** Opening DOCUMENT SECTION block **

After the war, the DUCSU committee proposed the sculpture to commemorate the glory of liberation. In Syed Abdullah Khalid's sculpture there are 3 statues. The composition of Aparajeyo Bangla is quite mature, the figures are dynamic. In the centre is a statue of a farmer on whose shoulder is a rifle and in whose hand is a grenade, the statue represents the general people of Bangladesh. On the left side there is a lady in whose hand is a first-aid box to indicate that she is a nurse, and in the right side there is a student wearing only a pair of pants and holding a rifle in his hand, to represent youth. All things considered Aparajeyo Bangla is a pioneer in the field of sculptures from the liberation war. For the design of sculpture the lady model was Hasina Ahamed who was a housewife and the farmer model was Badrul Alam Banu who was a student of the art department and the student model was Sayed Hamid Maksud, who was another student of University of Dhaka,

==Sculpture==

The sculpture & The Faculty of Arts premises.

The sculpture is built of reinforced concrete with a 4-inch coating, to a height of up to 18 feet. The sculpture was refabricated after inscribing on the base. The sculpture coating was worked under Sahiddullah Associates and the sculpture base was designed by architect Rabioul Hossain. It is a sculpture of the three figures, the central character, a village youth stands in the middle clutching the strap of a rifle in his hand and a grenade in the left . To the left of him is an urban youth with a rifle . At the right is a young lady devoted to nursing with a first aid box at her shoulder. These three represent the concerted strength of the whole Bengali nation.
==Documentary about the sculpture==
In 2011 a documentary film about the sculpture was released to mark the 40th anniversary of Bangladesh independence, directed by Saiful Wadud Helal, and produced by Shafiul Wadud. The film presents the background of the 1971 war, and sheds light on attempts by religious fanatics to destroy the structure.

** Closing DOCUMENT SECTION block **
** Opening INFORMATION block **

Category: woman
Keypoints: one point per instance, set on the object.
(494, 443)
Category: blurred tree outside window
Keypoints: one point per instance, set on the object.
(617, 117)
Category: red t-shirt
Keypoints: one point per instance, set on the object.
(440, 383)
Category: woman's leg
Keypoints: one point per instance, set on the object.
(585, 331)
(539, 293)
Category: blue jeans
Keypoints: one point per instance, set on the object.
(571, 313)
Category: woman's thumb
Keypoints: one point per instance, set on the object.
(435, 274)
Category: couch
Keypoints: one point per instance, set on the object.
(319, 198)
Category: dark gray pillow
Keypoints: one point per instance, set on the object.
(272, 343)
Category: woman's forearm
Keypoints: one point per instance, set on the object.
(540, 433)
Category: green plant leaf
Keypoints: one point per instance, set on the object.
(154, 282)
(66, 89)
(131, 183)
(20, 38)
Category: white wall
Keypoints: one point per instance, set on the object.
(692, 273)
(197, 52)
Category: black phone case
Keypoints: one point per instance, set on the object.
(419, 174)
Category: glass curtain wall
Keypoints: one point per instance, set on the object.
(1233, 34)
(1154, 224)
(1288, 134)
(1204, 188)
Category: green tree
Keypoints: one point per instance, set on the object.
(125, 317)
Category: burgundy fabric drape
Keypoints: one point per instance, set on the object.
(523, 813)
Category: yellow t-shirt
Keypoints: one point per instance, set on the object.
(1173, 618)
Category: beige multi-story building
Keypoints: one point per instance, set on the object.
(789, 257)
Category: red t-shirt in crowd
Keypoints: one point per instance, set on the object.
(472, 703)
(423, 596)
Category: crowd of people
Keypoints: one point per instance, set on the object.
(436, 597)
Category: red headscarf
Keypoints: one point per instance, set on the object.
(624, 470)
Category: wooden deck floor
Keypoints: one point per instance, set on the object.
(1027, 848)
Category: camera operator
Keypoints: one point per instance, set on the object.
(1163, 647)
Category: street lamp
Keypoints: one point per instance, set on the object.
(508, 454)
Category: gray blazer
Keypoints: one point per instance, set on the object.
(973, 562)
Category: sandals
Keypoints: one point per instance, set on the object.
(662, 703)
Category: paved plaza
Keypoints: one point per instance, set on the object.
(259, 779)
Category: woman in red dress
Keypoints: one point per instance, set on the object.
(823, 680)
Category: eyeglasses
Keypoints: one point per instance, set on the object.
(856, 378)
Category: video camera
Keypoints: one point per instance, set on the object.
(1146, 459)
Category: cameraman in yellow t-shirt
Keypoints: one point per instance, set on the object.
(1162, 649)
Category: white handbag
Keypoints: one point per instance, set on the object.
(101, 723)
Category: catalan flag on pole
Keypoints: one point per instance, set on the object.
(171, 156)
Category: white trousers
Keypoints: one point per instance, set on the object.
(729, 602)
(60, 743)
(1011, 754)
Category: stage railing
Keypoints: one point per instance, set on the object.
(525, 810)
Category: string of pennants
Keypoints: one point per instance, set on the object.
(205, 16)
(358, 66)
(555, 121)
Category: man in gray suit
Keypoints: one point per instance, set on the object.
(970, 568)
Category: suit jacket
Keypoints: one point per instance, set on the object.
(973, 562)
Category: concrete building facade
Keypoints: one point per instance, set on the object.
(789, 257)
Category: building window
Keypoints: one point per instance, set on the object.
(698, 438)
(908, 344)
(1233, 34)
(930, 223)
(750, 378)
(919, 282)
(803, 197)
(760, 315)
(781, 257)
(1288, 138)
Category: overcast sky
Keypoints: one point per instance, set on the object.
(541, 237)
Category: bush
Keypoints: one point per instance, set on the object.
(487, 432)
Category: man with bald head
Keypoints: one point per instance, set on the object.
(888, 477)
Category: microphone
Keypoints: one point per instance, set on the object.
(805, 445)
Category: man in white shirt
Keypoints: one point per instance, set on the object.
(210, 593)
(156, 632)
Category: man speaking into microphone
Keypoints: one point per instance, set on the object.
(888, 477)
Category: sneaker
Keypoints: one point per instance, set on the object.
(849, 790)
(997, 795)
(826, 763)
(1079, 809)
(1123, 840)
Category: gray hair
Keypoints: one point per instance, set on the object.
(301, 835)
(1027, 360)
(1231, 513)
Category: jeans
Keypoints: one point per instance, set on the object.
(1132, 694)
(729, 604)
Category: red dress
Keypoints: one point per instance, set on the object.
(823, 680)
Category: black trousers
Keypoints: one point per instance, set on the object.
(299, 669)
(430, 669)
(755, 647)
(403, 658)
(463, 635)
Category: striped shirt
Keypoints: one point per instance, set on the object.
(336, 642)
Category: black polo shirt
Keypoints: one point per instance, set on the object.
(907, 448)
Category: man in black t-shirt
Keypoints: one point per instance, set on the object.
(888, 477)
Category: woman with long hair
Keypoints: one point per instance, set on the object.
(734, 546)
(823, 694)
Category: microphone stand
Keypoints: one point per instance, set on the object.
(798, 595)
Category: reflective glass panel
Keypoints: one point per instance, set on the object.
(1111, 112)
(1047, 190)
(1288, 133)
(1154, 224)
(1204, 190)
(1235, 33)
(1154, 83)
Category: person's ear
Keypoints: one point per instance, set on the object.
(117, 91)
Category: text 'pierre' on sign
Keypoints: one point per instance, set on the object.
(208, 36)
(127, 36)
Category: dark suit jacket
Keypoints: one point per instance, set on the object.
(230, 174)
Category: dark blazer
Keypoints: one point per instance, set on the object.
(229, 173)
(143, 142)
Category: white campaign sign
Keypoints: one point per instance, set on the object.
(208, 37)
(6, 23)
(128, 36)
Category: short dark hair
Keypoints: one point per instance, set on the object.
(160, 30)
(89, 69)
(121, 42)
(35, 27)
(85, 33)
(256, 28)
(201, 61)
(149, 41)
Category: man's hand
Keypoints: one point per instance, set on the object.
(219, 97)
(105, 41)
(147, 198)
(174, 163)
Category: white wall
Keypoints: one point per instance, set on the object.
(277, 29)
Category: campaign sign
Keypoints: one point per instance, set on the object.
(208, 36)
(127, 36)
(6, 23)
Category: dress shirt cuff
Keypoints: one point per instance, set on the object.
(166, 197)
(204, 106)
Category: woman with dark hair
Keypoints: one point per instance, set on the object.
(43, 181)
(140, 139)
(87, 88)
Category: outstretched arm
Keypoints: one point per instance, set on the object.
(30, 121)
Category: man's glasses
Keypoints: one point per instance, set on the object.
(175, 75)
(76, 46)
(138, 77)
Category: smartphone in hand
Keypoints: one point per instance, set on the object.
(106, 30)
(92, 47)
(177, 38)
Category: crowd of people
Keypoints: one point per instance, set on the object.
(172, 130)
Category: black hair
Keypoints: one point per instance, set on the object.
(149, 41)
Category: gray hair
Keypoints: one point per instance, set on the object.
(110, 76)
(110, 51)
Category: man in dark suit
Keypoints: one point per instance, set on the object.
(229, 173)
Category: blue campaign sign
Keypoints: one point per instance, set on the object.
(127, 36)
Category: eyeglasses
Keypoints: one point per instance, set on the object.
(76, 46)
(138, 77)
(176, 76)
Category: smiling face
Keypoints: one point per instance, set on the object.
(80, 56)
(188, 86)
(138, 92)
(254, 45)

** Closing INFORMATION block **

QUESTIONS ON THE MATERIAL:
1/ List every individual person named in the Aparajeyo Bangla text.
2/ Write out the Aparajeyo Bangla text starting with "The sculpture &" and going on through "whole Bengali nation.".
Work from the Aparajeyo Bangla text alone; the material plays no part.

ANSWERS PROVIDED:
1/
- Syed Abdullah Khalid
- Hasina Ahamed
- Badrul Alam Banu
- Sayed Hamid Maksud
- Rabioul Hossain
- Saiful Wadud Helal
- Shafiul Wadud

2/
The sculpture & The Faculty of Arts premises.

The sculpture is built of reinforced concrete with a 4-inch coating, to a height of up to 18 feet. The sculpture was refabricated after inscribing on the base. The sculpture coating was worked under Sahiddullah Associates and the sculpture base was designed by architect Rabioul Hossain. It is a sculpture of the three figures, the central character, a village youth stands in the middle clutching the strap of a rifle in his hand and a grenade in the left . To the left of him is an urban youth with a rifle . At the right is a young lady devoted to nursing with a first aid box at her shoulder. These three represent the concerted strength of the whole Bengali nation.